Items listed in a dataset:
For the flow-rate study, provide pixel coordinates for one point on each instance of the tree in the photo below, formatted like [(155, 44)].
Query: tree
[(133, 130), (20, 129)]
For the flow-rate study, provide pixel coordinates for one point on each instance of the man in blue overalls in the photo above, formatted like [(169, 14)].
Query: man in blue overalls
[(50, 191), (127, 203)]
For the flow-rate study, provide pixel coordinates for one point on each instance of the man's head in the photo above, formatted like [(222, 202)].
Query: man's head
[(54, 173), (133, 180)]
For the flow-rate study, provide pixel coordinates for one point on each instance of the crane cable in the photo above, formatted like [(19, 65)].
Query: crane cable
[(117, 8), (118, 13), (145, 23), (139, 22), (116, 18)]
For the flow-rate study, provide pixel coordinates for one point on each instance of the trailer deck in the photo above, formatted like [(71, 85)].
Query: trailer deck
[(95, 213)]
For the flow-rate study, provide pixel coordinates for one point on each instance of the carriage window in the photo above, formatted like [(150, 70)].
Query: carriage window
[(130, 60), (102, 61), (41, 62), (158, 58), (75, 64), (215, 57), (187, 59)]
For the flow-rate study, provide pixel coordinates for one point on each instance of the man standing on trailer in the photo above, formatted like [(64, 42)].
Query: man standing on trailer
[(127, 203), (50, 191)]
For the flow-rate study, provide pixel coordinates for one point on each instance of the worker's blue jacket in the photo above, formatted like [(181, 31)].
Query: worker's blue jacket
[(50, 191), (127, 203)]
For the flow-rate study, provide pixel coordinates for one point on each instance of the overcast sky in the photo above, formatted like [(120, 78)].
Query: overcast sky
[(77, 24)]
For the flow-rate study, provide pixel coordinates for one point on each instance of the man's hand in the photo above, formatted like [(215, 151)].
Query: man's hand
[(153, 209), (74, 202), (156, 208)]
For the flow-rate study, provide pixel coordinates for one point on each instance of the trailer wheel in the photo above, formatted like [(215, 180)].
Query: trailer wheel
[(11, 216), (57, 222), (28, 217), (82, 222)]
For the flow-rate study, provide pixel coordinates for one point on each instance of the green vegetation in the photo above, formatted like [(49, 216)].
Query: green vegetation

PROBLEM REQUIREMENTS:
Please reproduce all of the rows above, word for word.

EXERCISE SOLUTION:
For the flow-rate study, provide pixel coordinates for one point on each instance of the tree in the photo below, formatted like [(155, 44)].
Query: tree
[(133, 130), (20, 129)]
For the flow-rate study, provide pixel coordinates for one point on each instance of the man in blue overalls in the photo above, formatted like [(169, 14)].
Query: man in blue overalls
[(50, 191), (127, 203)]
For the flow-rate study, provide pixel coordinates for one point on each instance of the man's head in the photo above, formatted like [(222, 202)].
Query: man's head
[(54, 173), (133, 180)]
For the flow-rate study, provide pixel coordinates for one point on each instance of the crane cable in the photo above, formatted like [(19, 65)].
Query: crane cable
[(117, 8), (118, 13), (145, 23), (139, 22), (116, 18)]
For the flow-rate study, provide pixel coordinates for one point on each instance of the trailer deck in the photo above, formatted like [(71, 85)].
Query: trailer deck
[(95, 213)]
For the flow-rate study, provide pixel coordinates for one point on each instance of the carriage window in the photo above, formatted like [(150, 70)].
Query: carriage window
[(130, 60), (102, 61), (41, 62), (158, 58), (75, 64), (215, 57), (187, 59)]
For the flow-rate study, provide pixel coordinates for one point on each instance of the man standing on trailer in the photo above, formatted like [(64, 42)].
Query: man standing on trailer
[(127, 203), (50, 191)]
For the flow-rate study, provide pixel coordinates for one point on each instance of the worker's blue jacket in the photo above, formatted like [(181, 31)].
Query: worker's blue jacket
[(50, 191), (127, 203)]
For the flow-rate study, provide pixel coordinates for one point on each instance of the overcast sky in the photo above, formatted like [(120, 78)].
Query: overcast sky
[(77, 24)]
For the flow-rate study, provide pixel coordinates for one point on each instance of the man's hand in the photo above, formatted like [(215, 151)].
Query: man's hand
[(153, 209), (74, 202), (156, 208)]
For the flow-rate study, provide pixel coordinates for one point on each instance of the trailer wheel in the photo above, formatted like [(215, 180)].
Query: trailer wheel
[(11, 216), (57, 222), (28, 217), (82, 222)]
For the flow-rate study, provide pixel coordinates for one point on each instance of the green vegetation in the photo above, formatted like [(49, 216)].
Query: green vegetation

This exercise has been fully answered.